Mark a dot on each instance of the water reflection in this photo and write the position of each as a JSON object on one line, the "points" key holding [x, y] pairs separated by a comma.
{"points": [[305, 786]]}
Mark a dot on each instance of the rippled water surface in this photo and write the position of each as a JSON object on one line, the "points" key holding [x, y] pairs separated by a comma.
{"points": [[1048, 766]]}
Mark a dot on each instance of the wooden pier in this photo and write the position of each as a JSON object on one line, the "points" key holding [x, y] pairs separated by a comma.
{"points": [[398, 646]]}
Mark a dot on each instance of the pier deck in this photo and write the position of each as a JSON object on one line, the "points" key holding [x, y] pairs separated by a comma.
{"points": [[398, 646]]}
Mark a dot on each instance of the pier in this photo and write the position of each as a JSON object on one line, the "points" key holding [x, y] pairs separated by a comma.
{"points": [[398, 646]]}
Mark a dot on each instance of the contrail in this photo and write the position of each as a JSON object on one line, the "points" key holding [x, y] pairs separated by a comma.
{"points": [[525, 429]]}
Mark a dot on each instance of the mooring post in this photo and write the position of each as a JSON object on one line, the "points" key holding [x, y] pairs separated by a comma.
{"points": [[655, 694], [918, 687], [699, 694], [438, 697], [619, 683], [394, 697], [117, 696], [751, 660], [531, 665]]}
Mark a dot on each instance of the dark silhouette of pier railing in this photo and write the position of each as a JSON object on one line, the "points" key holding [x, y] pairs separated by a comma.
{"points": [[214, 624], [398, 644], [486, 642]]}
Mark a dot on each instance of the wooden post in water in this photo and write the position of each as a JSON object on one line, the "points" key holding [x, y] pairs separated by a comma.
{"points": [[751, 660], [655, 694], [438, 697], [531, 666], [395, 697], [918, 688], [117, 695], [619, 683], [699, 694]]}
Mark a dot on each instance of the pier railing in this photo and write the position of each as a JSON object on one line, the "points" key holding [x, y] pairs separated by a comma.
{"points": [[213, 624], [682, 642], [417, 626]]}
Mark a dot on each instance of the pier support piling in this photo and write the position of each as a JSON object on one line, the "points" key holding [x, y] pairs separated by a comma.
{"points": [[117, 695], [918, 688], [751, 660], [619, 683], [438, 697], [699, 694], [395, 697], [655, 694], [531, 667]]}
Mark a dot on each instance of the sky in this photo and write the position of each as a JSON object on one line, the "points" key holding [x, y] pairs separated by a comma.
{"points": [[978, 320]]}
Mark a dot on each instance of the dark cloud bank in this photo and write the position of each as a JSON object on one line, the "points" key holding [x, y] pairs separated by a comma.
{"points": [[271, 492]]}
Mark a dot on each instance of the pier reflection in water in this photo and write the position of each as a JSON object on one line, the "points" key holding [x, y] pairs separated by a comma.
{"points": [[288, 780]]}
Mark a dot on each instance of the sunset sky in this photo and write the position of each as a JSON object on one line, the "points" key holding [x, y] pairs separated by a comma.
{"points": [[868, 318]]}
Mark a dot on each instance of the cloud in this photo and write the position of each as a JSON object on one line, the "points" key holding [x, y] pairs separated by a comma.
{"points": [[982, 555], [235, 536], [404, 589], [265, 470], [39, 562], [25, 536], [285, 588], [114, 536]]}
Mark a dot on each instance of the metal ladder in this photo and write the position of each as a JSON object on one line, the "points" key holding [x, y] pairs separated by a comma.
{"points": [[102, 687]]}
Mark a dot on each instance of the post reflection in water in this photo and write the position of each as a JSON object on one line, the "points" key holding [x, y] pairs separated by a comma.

================

Everything from the line containing "Mark a dot on each instance of the sunset" to the last line of the entries above should be quoted exactly, and only that.

- REPLY TO THE TASK:
Mark a dot on each instance of the sunset sky in this photo and write the position of each as a JSON object on one line, the "points" key holding [x, y] pairs separated by a comma.
{"points": [[868, 318]]}
Mark a dot on each instance of the cloud in this photo and write the position of each as a JSON object on one line, the "points" key holding [x, y] pairs separated by a comma.
{"points": [[982, 555], [235, 536], [404, 589], [265, 470], [39, 562], [25, 536], [285, 588], [114, 536]]}
Mark a dot on each instance of the metal ladder in this photo and write the position of each as a JSON object on one line, the "points" key holding [x, y] pairs separated by a comma.
{"points": [[102, 687]]}
Mark a dot on each instance of the post reflection in water in this photo and write the position of each as a JSON object on one line, the "points" key holding [x, y] pairs separated by a comma.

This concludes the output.